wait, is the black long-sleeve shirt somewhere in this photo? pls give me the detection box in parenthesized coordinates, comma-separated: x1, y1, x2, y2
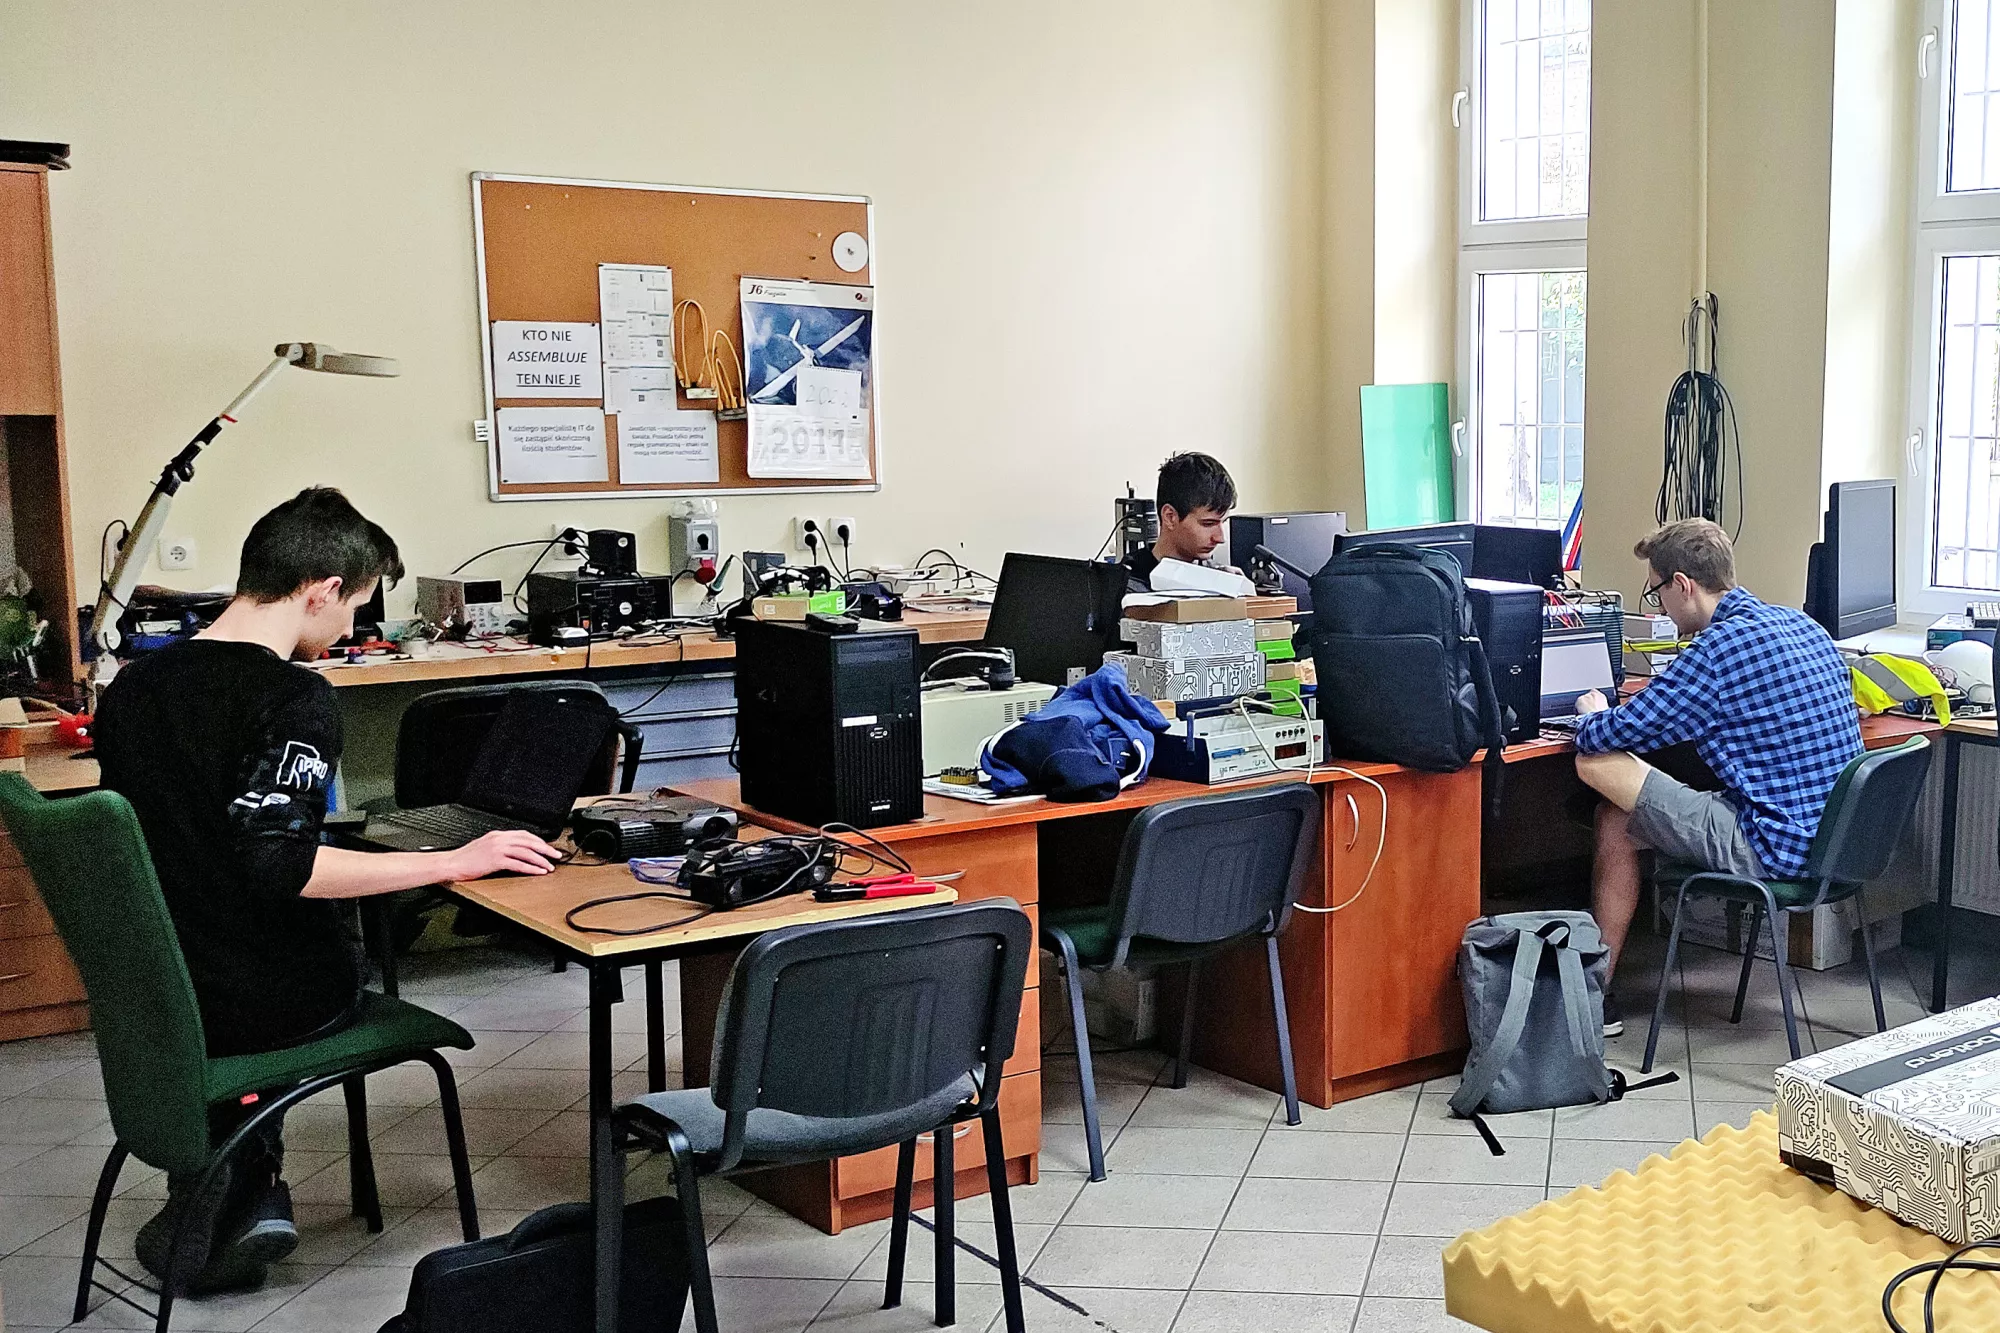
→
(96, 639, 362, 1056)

#####

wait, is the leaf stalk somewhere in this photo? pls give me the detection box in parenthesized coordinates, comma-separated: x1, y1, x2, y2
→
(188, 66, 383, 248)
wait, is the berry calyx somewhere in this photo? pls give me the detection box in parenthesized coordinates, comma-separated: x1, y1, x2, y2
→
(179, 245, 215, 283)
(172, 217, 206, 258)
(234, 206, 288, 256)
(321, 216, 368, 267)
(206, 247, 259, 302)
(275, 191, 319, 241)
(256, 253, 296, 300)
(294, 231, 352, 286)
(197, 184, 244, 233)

#####

• [Aim of the task] Look through the data above and report every line in which "detection" appears.

• [Output below]
wait, is the black long-sleeve shirt somewhere in this photo? pls give me the detection box in parenthesized coordinates, comma-separated: x1, y1, x2, y2
wait, is the leaf stalk somewhere in this photo? pls give me the detection box in parenthesized coordinates, comma-separated: x1, y1, x2, y2
wait, is the berry calyx somewhere in this photo? pls give me the detection box in parenthesized coordinates, comma-separated: x1, y1, x2, y2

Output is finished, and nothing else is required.